## Exercise prompt
Rewrite all of the entries below, swapping every "marker" for "pin" and leaving everything else unchanged.

## Given entries
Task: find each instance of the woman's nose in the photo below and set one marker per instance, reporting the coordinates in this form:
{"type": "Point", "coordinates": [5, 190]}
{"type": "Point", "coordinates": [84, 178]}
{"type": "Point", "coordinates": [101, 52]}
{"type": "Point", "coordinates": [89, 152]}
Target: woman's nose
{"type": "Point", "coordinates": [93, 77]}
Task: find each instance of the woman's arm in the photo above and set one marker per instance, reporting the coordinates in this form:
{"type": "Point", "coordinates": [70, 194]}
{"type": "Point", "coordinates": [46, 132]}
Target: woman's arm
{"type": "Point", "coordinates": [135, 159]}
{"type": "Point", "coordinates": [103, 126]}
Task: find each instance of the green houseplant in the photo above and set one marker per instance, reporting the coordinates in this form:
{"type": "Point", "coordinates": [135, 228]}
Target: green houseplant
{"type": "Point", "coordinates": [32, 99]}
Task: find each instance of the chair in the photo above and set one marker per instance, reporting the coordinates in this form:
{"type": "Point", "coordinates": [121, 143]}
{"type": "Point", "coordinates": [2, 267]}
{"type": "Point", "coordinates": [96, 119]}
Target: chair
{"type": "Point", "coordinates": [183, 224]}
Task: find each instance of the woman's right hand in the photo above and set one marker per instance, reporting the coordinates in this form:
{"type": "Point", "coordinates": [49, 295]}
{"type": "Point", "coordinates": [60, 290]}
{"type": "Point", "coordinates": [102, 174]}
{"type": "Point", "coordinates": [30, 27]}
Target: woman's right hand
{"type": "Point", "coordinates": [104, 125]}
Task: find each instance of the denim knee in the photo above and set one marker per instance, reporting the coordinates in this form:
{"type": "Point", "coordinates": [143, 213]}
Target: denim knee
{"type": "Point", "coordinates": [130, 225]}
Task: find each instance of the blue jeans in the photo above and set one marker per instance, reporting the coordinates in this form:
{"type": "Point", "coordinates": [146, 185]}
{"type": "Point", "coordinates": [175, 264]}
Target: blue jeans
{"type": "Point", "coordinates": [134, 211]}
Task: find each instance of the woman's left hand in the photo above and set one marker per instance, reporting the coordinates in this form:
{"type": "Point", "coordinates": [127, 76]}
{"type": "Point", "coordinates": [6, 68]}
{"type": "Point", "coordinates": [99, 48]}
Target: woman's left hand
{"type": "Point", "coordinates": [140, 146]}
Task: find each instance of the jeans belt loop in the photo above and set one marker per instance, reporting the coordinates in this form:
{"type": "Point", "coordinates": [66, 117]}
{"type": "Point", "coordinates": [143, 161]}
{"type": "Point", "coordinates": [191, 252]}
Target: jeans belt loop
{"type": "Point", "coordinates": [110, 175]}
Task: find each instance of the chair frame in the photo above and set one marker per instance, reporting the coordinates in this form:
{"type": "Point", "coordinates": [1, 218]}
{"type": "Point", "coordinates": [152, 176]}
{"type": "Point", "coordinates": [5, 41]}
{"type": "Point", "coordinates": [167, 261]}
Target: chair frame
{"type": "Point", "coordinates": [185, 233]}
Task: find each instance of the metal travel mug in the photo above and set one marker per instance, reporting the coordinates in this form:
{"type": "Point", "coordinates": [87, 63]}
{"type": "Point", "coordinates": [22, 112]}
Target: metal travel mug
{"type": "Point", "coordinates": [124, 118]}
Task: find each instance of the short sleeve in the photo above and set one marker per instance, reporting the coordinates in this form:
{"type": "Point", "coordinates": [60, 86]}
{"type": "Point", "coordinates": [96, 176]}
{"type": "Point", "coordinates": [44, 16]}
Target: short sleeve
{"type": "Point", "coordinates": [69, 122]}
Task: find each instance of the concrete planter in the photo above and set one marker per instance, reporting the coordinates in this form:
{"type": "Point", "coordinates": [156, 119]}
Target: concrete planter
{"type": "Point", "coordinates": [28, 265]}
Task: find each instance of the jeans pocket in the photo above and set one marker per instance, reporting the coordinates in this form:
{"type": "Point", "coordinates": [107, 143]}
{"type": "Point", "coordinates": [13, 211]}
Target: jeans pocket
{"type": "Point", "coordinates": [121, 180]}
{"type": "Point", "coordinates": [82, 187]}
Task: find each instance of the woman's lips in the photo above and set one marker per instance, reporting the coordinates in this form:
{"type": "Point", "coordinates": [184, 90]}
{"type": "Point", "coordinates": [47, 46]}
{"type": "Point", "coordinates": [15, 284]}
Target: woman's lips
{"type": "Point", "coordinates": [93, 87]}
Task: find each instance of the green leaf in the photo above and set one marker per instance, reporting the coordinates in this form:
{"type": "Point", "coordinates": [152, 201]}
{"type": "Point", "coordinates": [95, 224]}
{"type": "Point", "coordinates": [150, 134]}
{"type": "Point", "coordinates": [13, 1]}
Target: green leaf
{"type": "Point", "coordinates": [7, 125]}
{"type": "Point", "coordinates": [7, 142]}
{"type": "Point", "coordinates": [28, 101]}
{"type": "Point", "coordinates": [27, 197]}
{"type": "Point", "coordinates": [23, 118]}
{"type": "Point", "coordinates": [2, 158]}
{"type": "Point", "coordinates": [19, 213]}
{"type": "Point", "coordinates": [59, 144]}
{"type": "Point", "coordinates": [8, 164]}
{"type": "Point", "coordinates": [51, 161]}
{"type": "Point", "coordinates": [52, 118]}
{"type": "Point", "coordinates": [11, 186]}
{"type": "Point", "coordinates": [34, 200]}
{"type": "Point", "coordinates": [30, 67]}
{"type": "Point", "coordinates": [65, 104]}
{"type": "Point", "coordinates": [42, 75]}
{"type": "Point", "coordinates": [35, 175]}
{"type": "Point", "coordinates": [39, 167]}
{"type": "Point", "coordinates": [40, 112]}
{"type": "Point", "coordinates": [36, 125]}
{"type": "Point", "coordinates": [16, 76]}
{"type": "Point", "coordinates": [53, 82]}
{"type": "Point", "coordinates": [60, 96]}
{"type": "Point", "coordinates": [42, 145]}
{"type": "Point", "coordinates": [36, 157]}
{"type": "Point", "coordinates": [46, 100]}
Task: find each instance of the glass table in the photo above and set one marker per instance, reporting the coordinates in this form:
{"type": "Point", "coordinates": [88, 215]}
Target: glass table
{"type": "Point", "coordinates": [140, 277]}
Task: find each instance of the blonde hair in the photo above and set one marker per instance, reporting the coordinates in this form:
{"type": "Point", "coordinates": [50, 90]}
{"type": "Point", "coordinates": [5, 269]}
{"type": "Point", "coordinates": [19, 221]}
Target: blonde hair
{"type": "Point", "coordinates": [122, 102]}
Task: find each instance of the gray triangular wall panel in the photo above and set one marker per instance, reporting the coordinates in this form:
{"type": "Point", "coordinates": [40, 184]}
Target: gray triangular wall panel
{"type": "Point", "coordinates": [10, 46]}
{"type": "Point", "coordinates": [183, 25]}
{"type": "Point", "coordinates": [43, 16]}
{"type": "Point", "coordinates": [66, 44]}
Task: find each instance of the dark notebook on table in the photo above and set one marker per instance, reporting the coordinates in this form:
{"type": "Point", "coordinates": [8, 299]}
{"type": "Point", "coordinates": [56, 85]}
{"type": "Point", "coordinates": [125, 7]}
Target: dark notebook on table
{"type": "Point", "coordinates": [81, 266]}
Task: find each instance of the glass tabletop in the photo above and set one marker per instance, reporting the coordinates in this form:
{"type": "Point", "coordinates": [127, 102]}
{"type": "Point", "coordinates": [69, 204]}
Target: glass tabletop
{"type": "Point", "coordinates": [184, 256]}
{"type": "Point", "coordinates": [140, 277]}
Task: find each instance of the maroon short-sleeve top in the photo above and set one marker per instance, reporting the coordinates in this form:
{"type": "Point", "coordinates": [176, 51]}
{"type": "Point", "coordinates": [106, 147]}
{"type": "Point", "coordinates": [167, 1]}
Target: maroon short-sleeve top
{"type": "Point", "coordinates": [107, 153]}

## Answer to this exercise
Task: find each instance of the woman's nose in the photo below and set one pin per instance, reporting the coordinates in this form:
{"type": "Point", "coordinates": [5, 190]}
{"type": "Point", "coordinates": [84, 178]}
{"type": "Point", "coordinates": [101, 52]}
{"type": "Point", "coordinates": [89, 152]}
Target: woman's nose
{"type": "Point", "coordinates": [93, 77]}
Task: find each instance of the woman's arm in the photo above and set one pin per instance, reporting the coordinates in this form:
{"type": "Point", "coordinates": [70, 194]}
{"type": "Point", "coordinates": [46, 132]}
Target: woman's arm
{"type": "Point", "coordinates": [135, 159]}
{"type": "Point", "coordinates": [103, 126]}
Task: find each instance of the green houseplant in the photo above and set one pin per instance, reporting the coordinates in this form:
{"type": "Point", "coordinates": [135, 228]}
Target: green houseplant
{"type": "Point", "coordinates": [32, 99]}
Task: find each instance of the chair in the photo above and set one pin per instance, reporting the coordinates in this form:
{"type": "Point", "coordinates": [121, 143]}
{"type": "Point", "coordinates": [2, 267]}
{"type": "Point", "coordinates": [96, 119]}
Target: chair
{"type": "Point", "coordinates": [183, 224]}
Task: find each instance of the woman's right hand in the photo above and set one pin per instance, reporting the coordinates in this form:
{"type": "Point", "coordinates": [49, 295]}
{"type": "Point", "coordinates": [60, 290]}
{"type": "Point", "coordinates": [102, 174]}
{"type": "Point", "coordinates": [30, 27]}
Target: woman's right hand
{"type": "Point", "coordinates": [104, 125]}
Task: find each instance of the denim knee in the photo above and set one pin per instance, reporting the coordinates in this form:
{"type": "Point", "coordinates": [143, 213]}
Target: denim knee
{"type": "Point", "coordinates": [130, 225]}
Task: find each instance of the blue jeans in the photo above and set one pin per instance, reporting the coordinates in this form:
{"type": "Point", "coordinates": [146, 185]}
{"type": "Point", "coordinates": [175, 264]}
Target: blue jeans
{"type": "Point", "coordinates": [134, 211]}
Task: find each instance of the woman's left hand in the photo above and set one pin per instance, reporting the coordinates in this form:
{"type": "Point", "coordinates": [127, 76]}
{"type": "Point", "coordinates": [6, 68]}
{"type": "Point", "coordinates": [99, 48]}
Target: woman's left hand
{"type": "Point", "coordinates": [140, 146]}
Task: find each instance of the jeans belt loop in the photo above and set one pin per instance, reporting the coordinates in this form:
{"type": "Point", "coordinates": [66, 117]}
{"type": "Point", "coordinates": [143, 161]}
{"type": "Point", "coordinates": [191, 252]}
Target: jeans belt loop
{"type": "Point", "coordinates": [110, 175]}
Task: find each instance of the chair frame in the photo above and set one pin per instance, reporting the coordinates in this form:
{"type": "Point", "coordinates": [1, 218]}
{"type": "Point", "coordinates": [152, 176]}
{"type": "Point", "coordinates": [5, 41]}
{"type": "Point", "coordinates": [167, 261]}
Target: chair frame
{"type": "Point", "coordinates": [185, 233]}
Task: find each instance of the metal travel mug in the photo above and set one pin per instance, reporting the coordinates in this form:
{"type": "Point", "coordinates": [87, 63]}
{"type": "Point", "coordinates": [22, 112]}
Target: metal travel mug
{"type": "Point", "coordinates": [124, 118]}
Task: find each instance of the short sleeve in the photo above and set one pin per instance, reporting the coordinates in this form:
{"type": "Point", "coordinates": [60, 86]}
{"type": "Point", "coordinates": [96, 176]}
{"type": "Point", "coordinates": [44, 16]}
Target: short sleeve
{"type": "Point", "coordinates": [69, 122]}
Task: find each instance of the concrete planter in the photo above and set one pin per instance, reporting the coordinates in this form:
{"type": "Point", "coordinates": [156, 119]}
Target: concrete planter
{"type": "Point", "coordinates": [28, 265]}
Task: find each instance of the jeans pocket in the photo above and set one pin per instance, reporting the coordinates in this form:
{"type": "Point", "coordinates": [107, 143]}
{"type": "Point", "coordinates": [13, 211]}
Target: jeans pocket
{"type": "Point", "coordinates": [121, 180]}
{"type": "Point", "coordinates": [82, 187]}
Task: find each instance of the woman's lips in the photo above and set one pin per instance, reporting the coordinates in this form:
{"type": "Point", "coordinates": [184, 90]}
{"type": "Point", "coordinates": [47, 46]}
{"type": "Point", "coordinates": [15, 284]}
Target: woman's lips
{"type": "Point", "coordinates": [93, 87]}
Task: find each instance of the green leaf in the photo above and set one pin per instance, reporting the coordinates in this form:
{"type": "Point", "coordinates": [152, 201]}
{"type": "Point", "coordinates": [95, 224]}
{"type": "Point", "coordinates": [150, 134]}
{"type": "Point", "coordinates": [13, 1]}
Target: green leaf
{"type": "Point", "coordinates": [7, 125]}
{"type": "Point", "coordinates": [7, 142]}
{"type": "Point", "coordinates": [28, 101]}
{"type": "Point", "coordinates": [27, 197]}
{"type": "Point", "coordinates": [23, 118]}
{"type": "Point", "coordinates": [2, 158]}
{"type": "Point", "coordinates": [19, 213]}
{"type": "Point", "coordinates": [59, 144]}
{"type": "Point", "coordinates": [8, 164]}
{"type": "Point", "coordinates": [51, 161]}
{"type": "Point", "coordinates": [52, 118]}
{"type": "Point", "coordinates": [11, 186]}
{"type": "Point", "coordinates": [34, 200]}
{"type": "Point", "coordinates": [30, 67]}
{"type": "Point", "coordinates": [65, 104]}
{"type": "Point", "coordinates": [42, 75]}
{"type": "Point", "coordinates": [35, 175]}
{"type": "Point", "coordinates": [39, 167]}
{"type": "Point", "coordinates": [40, 112]}
{"type": "Point", "coordinates": [36, 125]}
{"type": "Point", "coordinates": [16, 76]}
{"type": "Point", "coordinates": [53, 82]}
{"type": "Point", "coordinates": [60, 96]}
{"type": "Point", "coordinates": [42, 145]}
{"type": "Point", "coordinates": [36, 157]}
{"type": "Point", "coordinates": [46, 100]}
Task: find each instance of the glass table in the photo above and set one pin per instance, reporting the coordinates in this form:
{"type": "Point", "coordinates": [88, 215]}
Target: glass table
{"type": "Point", "coordinates": [140, 277]}
Task: find each instance of the blonde hair in the photo above and set one pin per instance, reporting the coordinates in this form:
{"type": "Point", "coordinates": [50, 90]}
{"type": "Point", "coordinates": [5, 269]}
{"type": "Point", "coordinates": [19, 221]}
Target: blonde hair
{"type": "Point", "coordinates": [122, 102]}
Task: find each instance of the gray triangular wall panel in the photo above and set one pin per instance, reporting the coordinates in this form:
{"type": "Point", "coordinates": [40, 184]}
Target: gray triangular wall panel
{"type": "Point", "coordinates": [10, 46]}
{"type": "Point", "coordinates": [183, 25]}
{"type": "Point", "coordinates": [43, 16]}
{"type": "Point", "coordinates": [66, 44]}
Task: find each instance of the dark notebook on table in the photo above and set one pin per instance, reporting the coordinates in this form:
{"type": "Point", "coordinates": [8, 299]}
{"type": "Point", "coordinates": [56, 85]}
{"type": "Point", "coordinates": [125, 7]}
Target: dark notebook on table
{"type": "Point", "coordinates": [81, 266]}
Task: find each instance of the glass tabletop in the photo above and set one pin per instance, reporting the coordinates in this form:
{"type": "Point", "coordinates": [127, 102]}
{"type": "Point", "coordinates": [69, 204]}
Target: glass tabletop
{"type": "Point", "coordinates": [184, 256]}
{"type": "Point", "coordinates": [140, 277]}
Task: find each instance of the maroon short-sleeve top in the photo above and set one pin per instance, reporting the coordinates in this form:
{"type": "Point", "coordinates": [176, 51]}
{"type": "Point", "coordinates": [106, 147]}
{"type": "Point", "coordinates": [167, 1]}
Target: maroon short-sleeve top
{"type": "Point", "coordinates": [107, 153]}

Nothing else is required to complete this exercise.